MATERIAL SUPPLIED:
'''
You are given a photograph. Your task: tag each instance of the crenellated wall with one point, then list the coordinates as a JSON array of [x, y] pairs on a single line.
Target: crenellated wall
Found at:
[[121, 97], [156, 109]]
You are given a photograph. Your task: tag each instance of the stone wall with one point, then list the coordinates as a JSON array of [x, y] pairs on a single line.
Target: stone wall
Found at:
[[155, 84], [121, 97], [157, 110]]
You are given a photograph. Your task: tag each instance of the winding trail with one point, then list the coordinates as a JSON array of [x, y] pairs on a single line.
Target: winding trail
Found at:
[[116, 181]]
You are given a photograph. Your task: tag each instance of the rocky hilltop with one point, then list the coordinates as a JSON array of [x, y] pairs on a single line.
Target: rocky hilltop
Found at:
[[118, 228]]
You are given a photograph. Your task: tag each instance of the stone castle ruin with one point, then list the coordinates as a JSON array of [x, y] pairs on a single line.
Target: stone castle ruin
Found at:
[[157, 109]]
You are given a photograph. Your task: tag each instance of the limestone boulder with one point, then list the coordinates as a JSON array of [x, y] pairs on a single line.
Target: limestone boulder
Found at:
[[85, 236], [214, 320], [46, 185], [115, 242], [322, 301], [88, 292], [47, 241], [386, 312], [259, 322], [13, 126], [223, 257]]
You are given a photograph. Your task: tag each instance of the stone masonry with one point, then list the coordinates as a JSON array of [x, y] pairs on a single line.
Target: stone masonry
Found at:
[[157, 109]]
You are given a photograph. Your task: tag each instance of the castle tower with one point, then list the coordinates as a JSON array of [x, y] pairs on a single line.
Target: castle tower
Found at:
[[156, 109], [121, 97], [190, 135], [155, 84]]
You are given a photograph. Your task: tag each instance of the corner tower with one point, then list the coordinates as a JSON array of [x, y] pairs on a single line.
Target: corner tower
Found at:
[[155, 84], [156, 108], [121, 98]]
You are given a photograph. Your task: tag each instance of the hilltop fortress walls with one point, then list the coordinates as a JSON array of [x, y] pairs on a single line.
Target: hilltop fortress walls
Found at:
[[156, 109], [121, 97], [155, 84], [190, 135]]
'''
Reproduce the entries above verbatim, from the line containing "the stone castle" up to and including the line containing "126], [223, 257]]".

You are given a photograph. Your task: tag each instance of the stone castle ruin with one point, then list the coordinates as a JSON array of [x, y] pairs on a single line.
Target: stone castle ruin
Found at:
[[157, 109]]
You are given a photograph. Your task: tag each instance of the limestone boulder with one point, then list the coordinates as a JSON array of [x, y] pairs on a single line.
Target: limestone boulder
Found at:
[[85, 236], [214, 320], [46, 185], [115, 242], [322, 301], [88, 292], [47, 241], [386, 312], [259, 322], [13, 126], [223, 257]]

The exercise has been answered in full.